→ **Texto extraído**:
_ _ _ _ _ _ _

Kaufmann, Pape, Dalayman. Orquesta y Coro del Metropolitan / Daniele Gatti. Escena: François Girard.
Sony, 88883725589 (2 DVDs)



La crítica

Parsifal en la tierra baldía

Para honrar el bicentenario, el lujoso carrito de helados del MET añadió el año pasado un nuevo Parsifal a sus estanterías. Saltaba la curiosidad al comprobar como la prensa neoyorquina untaba pomada sobre sus salpullidos, no muy convencidos con la propuesta del cineasta canadiense François Girard (autor de ese ensoñador túnel del tiempo que fue El violín rojo y del enmarañado puzzle 32 cortos sobre Glenn Gould). Algunos, como el crítico del New York Times, añoraba en su crónica el espíritu del ultra conservador Otto Schenck, cuya vetusta y acartonada escena reinó en el coso desde su estreno en 1991. Había que estar atentos, pues se presentía que algo trascendental podía salir al fin del Lincoln Center. Y así resultó, pues este Parsifal es el más ricamente evolutivo y acertado acercamiento a la Obra Escénica para la Consagración de un Festival (Luis Gago dixit), desde los Caballeros Jedi berlineses de Harry Kupfer, ascendiendo un nuevo escalón en el ir más allá del trasfondo (sin perder nunca la brújula). Nada que ver con la excesiva y tumultuosa alzada bajo narrativa cinematográfica por Herhein en Bayreuth o la reciente orada en Salzburgo por Michael Schulz con Thielemann en el podio, de infantiles engarces argumentales (sonrojante Ecce Homo incluido). Aquí el trabajo escénico no roba protagonismo a la música, simplemente ansía ensamblarse indisolublemente.

_ _ _ _ _ _ _

[Datos de anotación de ubicación de objetos]
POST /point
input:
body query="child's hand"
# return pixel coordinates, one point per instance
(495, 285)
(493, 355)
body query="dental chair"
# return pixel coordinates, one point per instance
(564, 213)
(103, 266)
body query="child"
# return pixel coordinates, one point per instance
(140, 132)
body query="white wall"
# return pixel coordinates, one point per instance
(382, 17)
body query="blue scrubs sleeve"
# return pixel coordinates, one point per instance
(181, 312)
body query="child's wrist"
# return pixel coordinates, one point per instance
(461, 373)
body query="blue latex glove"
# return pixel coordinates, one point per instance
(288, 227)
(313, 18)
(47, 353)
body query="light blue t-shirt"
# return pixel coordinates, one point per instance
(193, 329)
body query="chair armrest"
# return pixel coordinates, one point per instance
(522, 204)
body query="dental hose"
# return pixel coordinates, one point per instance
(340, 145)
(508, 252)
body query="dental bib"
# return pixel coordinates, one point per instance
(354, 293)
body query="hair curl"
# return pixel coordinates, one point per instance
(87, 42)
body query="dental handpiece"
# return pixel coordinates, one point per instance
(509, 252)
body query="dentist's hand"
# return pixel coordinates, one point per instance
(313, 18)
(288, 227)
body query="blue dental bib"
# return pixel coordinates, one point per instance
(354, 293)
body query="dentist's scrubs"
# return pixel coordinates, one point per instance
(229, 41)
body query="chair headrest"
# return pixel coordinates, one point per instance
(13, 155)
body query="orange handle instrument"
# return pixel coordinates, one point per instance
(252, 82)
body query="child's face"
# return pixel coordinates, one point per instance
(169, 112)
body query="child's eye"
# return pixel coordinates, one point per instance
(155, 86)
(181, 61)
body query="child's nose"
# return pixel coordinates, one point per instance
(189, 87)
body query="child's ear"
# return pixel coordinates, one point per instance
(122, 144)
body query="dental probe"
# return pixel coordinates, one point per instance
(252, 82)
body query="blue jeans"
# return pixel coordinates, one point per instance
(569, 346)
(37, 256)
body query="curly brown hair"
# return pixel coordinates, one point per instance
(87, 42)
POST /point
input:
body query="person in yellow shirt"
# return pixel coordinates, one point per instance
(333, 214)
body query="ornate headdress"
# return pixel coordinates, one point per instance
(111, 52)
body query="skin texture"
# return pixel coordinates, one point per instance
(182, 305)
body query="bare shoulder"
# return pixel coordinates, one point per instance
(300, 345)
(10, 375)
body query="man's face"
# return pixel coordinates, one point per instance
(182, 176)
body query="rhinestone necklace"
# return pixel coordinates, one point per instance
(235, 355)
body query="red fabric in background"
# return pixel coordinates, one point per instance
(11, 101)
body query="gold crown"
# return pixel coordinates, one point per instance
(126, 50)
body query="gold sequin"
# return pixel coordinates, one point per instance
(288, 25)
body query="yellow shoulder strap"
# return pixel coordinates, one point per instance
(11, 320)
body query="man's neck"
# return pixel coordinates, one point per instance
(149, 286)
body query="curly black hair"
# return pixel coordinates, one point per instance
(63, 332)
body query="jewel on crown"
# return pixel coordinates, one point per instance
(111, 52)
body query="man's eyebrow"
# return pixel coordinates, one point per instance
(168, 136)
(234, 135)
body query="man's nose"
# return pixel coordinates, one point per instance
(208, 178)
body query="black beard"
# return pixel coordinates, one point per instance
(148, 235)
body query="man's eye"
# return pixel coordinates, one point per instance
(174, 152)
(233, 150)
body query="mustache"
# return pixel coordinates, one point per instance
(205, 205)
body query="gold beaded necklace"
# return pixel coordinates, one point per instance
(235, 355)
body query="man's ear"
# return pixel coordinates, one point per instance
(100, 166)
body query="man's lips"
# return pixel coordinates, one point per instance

_ _ _ _ _ _ _

→ **Tarea breve 1**:
Responda, a partir de la crítica del Parsifal, a estas preguntas:
(a) ¿Quién firma la escena de esta producción?
(b) ¿En qué año se estrenó la escena de Otto Schenck en el coso?
(c) ¿Quién estuvo en el podio en la reciente producción de Salzburgo?
→ **Tarea breve 2**: Según la crítica del Parsifal, ¿con qué fin añadió el MET un nuevo Parsifal a sus estanterías? Conteste en una o dos oraciones.
→ **Tarea breve 3**: Prosiga la crítica del Parsifal a partir de su última oración.

→ **Respuesta final 1**:
(a) François Girard.
(b) En 1991.
(c) Thielemann.

→ **Respuesta final 2**: El MET añadió el año pasado un nuevo Parsifal para honrar el bicentenario.

→ **Respuesta final 3**:
El mural

La mirada cósmica de Girard, que respeta el elemento litúrgico, está regida por el pesimismo y la pesadumbre. Se nota su formación fílmica, sobre todo en la sutil imaginería y en la forma de encuadrar y mover a los personajes (a veces convertidos en sombras chinescas). Visualmente es sombría y mortecina, sin atisbo de color (salvo para marcar la hemoglobina), trasladándonos a la realidad abstracta de un mundo desolado y yermo, metáfora del fracaso y la desesperanza del ser humano de hoy. Un viaje homérico e interiorizado, con resuello a éxodo. En el hipnótico arranque consigue anclar nuestra mirada gracias a su poética belleza plástica (magnífico el tenebroso trabajo de iluminación). En el Vorspiel contemplamos como los caballeros escuchan la llamada del Grial, despojándose de sus contemporáneas posesiones materiales (salvo esa camisa blanca, símbolo de la pureza a la que aspiran). Fuera corbatas, chaquetas, zapatos y relojes, como si nos farfullaran desde el inicio que el tiempo empieza ya a mudarse en espacio físico. Otros lo podrán leer como una colleja social, al ver como estos hastiados ejecutivos con Rolex se “tiran al monte”, algo que muchos añoramos extenuados por el encarnizado sistema financiero-capitalista que nos aplasta diariamente.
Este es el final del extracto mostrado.